Work to complete: Print each of the entries exactly, leaving nothing out.

Stored records:

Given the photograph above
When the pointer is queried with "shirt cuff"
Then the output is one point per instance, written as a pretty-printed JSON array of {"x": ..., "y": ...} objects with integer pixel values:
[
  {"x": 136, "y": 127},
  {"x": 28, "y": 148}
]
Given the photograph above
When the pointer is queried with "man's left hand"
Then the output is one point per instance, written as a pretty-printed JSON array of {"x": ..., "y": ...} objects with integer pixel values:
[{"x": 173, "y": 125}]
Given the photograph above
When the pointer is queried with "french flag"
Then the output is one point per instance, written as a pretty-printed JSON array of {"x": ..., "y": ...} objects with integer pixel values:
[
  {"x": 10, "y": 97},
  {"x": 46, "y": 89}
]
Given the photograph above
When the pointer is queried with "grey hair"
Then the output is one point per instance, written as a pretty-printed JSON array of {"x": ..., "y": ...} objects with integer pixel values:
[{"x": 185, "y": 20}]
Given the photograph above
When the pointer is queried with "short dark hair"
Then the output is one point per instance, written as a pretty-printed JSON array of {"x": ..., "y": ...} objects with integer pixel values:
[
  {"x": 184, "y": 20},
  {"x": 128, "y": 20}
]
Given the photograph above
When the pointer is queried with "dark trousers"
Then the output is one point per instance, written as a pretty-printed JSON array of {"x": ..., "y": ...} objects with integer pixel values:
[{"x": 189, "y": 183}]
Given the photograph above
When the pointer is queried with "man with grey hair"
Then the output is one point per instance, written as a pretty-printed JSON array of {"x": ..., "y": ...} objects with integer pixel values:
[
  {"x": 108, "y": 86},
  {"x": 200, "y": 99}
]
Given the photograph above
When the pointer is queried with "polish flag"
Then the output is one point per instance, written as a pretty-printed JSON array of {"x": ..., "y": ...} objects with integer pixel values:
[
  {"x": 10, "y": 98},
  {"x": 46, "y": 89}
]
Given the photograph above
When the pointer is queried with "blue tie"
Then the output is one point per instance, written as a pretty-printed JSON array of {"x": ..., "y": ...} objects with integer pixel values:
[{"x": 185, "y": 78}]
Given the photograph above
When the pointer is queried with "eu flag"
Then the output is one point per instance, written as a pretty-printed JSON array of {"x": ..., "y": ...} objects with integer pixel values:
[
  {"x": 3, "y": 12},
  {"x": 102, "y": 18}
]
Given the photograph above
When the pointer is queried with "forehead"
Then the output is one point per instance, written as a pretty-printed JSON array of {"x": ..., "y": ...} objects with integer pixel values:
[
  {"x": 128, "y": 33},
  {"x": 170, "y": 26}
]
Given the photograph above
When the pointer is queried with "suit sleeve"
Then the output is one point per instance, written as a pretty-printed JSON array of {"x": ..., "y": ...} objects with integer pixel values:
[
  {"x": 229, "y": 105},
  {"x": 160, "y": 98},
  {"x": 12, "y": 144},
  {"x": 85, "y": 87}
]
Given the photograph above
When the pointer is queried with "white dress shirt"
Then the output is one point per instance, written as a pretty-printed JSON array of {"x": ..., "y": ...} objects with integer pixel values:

Solution to the problem:
Given the photograph above
When the pointer is queried with "shirt cuff"
Then the output is one point per instance, written as a pretty-printed JSON array of {"x": ..., "y": ...} objects with integer pixel values:
[
  {"x": 136, "y": 127},
  {"x": 28, "y": 148}
]
Given the photograph above
When the pointer is queried with "man's left hand"
Then the output is one point per instance, written as a pretty-printed JSON array of {"x": ..., "y": ...} objects with integer pixel values:
[{"x": 173, "y": 125}]
Given the photograph above
When the pointer is queried with "french flag"
Then the output is one point per instance, written as a pretty-printed JSON array of {"x": ..., "y": ...} objects with integer pixel values:
[
  {"x": 10, "y": 97},
  {"x": 46, "y": 89}
]
Given the photograph above
When the pointer is queried with "grey hair"
Then the output is one point per instance, written as a pretty-printed JSON array of {"x": ..., "y": ...} objects with integer pixel values:
[{"x": 185, "y": 20}]
Given the photograph above
When the pointer is queried with "short dark hair"
Then the output is one point per instance, written as a pretty-printed JSON array of {"x": ..., "y": ...} objects with integer pixel values:
[
  {"x": 184, "y": 20},
  {"x": 128, "y": 20}
]
Given the photograph above
When the pointer is queried with "dark trousers"
Then the output is one point per instance, written as a pretty-printed JSON array of {"x": ..., "y": ...} objects with integer pixel values:
[{"x": 189, "y": 183}]
Given the photograph above
When the pointer is queried with "man with grey hair"
Then the output is one point per instance, written as a pretty-printed JSON array of {"x": ..., "y": ...} objects with integer pixel values:
[
  {"x": 108, "y": 86},
  {"x": 200, "y": 99}
]
Given the photograph above
When the pointer is queried with "polish flag"
Then the output is one point per instance, written as a pretty-printed JSON array of {"x": ..., "y": ...} objects with integer pixel values:
[
  {"x": 10, "y": 98},
  {"x": 46, "y": 89}
]
Given the photograph above
When the pointer is queried with "blue tie"
Then the output is one point per instance, written as a pretty-printed JSON array of {"x": ..., "y": ...} objects with integer pixel values:
[{"x": 185, "y": 78}]
Given the photograph above
When the pointer is queried with "eu flag"
Then the output is one point per instance, written as a pretty-printed JSON array of {"x": ..., "y": ...} objects with integer pixel values:
[
  {"x": 3, "y": 12},
  {"x": 102, "y": 18}
]
Given the photograph above
When the pointer is queried with "forehead"
Then the output is one point per instance, written as a pretty-printed JSON array of {"x": ..., "y": ...} objects with integer pixel values:
[
  {"x": 128, "y": 33},
  {"x": 170, "y": 26}
]
Given the photograph above
When the pointer is queried with "suit sleeve"
Then the output is one point per instance, written as a pretty-printed JSON array of {"x": ..., "y": ...} objects with integer pixel values:
[
  {"x": 229, "y": 105},
  {"x": 160, "y": 98},
  {"x": 12, "y": 144},
  {"x": 85, "y": 87}
]
Given the photograph above
When the pointer is queried with "white dress shirt"
Then the output is one point per instance, written as a pretty-printed JSON array of {"x": ..., "y": ...} objects with integer pixel values:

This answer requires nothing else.